── EXCERPT TO READ
Week 1: R Overview

POP88162 Introduction to Quantitative Research Methods

Tom Paskhalis

Department of Political Science, Trinity College Dublin

Topics for Today

  • History of R
  • R operators and operations
  • R objects and assignment
  • Scripts and R Markdown

R Background

  • S (for statistics) is a programming language for statistical analysis developed in 1976 in AT&T Bell Labs.
  • Original S language and its extension S-PLUS were closed source.
  • In 1991 Ross Ihaka and Robert Gentleman began developing R, an open-source alternative to S.

R Basics

  • R is an free and open-source programming language
  • With a focus on statistical analysis
  • R is often used for interactive data analysis (one command at a time)
────
── SUPPLIED INFORMATION
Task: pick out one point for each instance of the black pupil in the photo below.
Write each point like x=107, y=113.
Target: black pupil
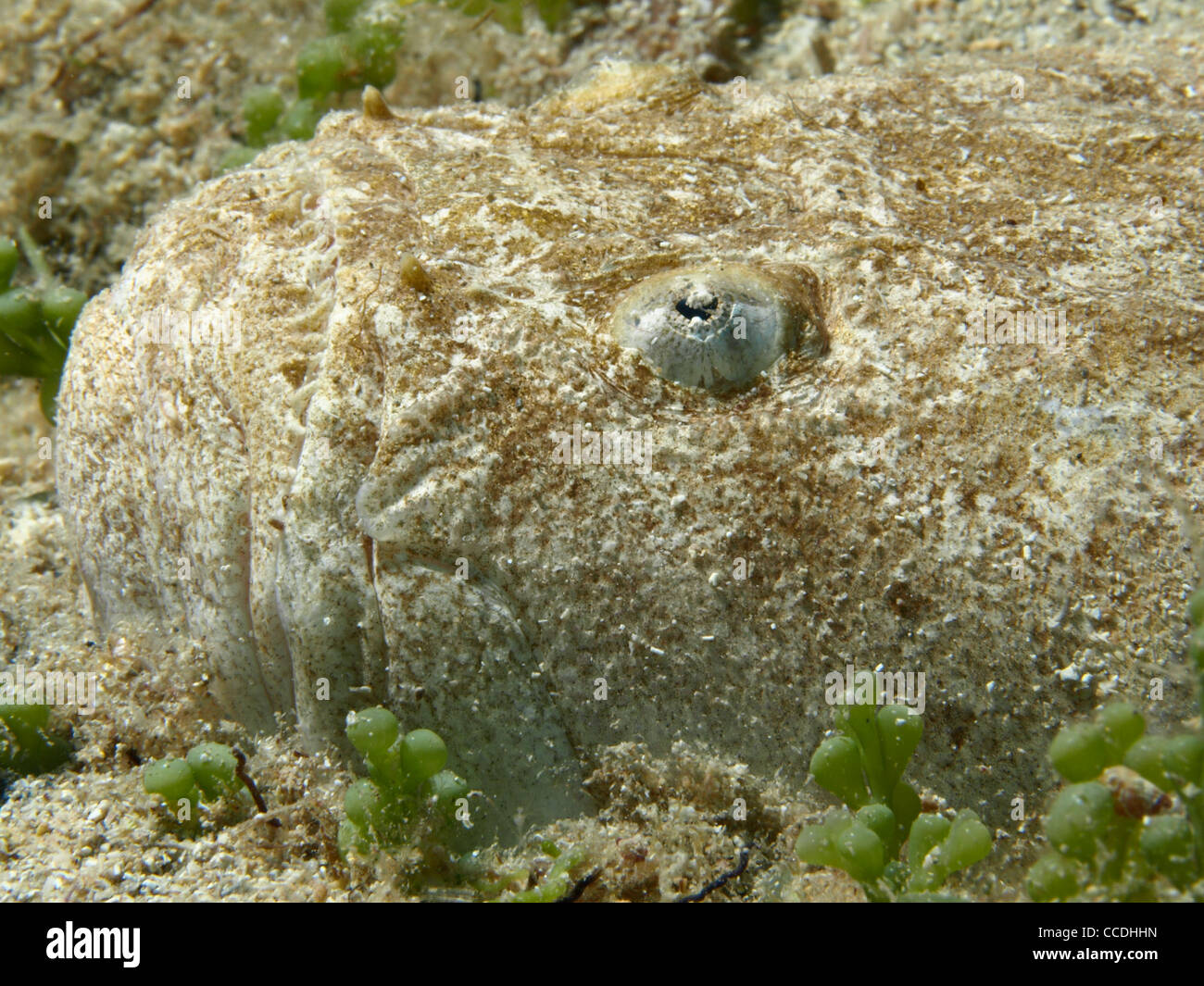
────
▶ GOAL 1:
Answer these from the R overview slides:
(a) In what year and at what organization was the S language developed?
(b) Who began developing R in 1991?
(c) According to the slides, what style of data analysis is R often used for?
▶ GOAL 2:
Pick up the R overview slides after their final bullet point and write the next part.
None of the data is required here.

▶ TASK RESULT 1:
(a) 1976, at AT&T Bell Labs.
(b) Ross Ihaka and Robert Gentleman.
(c) Interactive data analysis, one command at a time.

▶ TASK RESULT 2:
  • But it also permits to execute entire scripts in batch mode
  • Example R code:
2 + 3
[1] 5

Operators

Key operators in R are:

  • Arithmetic (+, -, *, ^, /, %/%, %%, %*%)
  • Boolean (&, &&, |, ||, !)
  • Relational (==, !=, >, >=, <, <=)
  • Assignment (<-, <<-, =)
  • Membership (%in%)

Mathematical Operations

Arithmetic operations in R:

1 + 1
[1] 2
5 - 3
[1] 2
6 / 2
[1] 3
4 * 4
[1] 16

Scientific Notation

\(5^2 = 5 \times 5 = 25\)

5 ^ 2
[1] 25

\(5^{-2} = \frac{1}{5^2} = \frac{1}{5 \times 5} = \frac{1}{25} = 0.04\)

5 ^ -2
[1] 0.04

\(5 \times 10^{-2} = 5 \times \frac{1}{10^2} = 5 \times \frac{1}{100} = \frac{5}{100} = 0.05\)

5 * 10 ^ -2
[1] 0.05

\(5 \times 10^{-3} = \frac{5}{1000} = 0.005\)

5 * 10 ^ -3
[1] 0.005

\(5 \times 10^{-4} = \frac{5}{10000} = 0.0005\)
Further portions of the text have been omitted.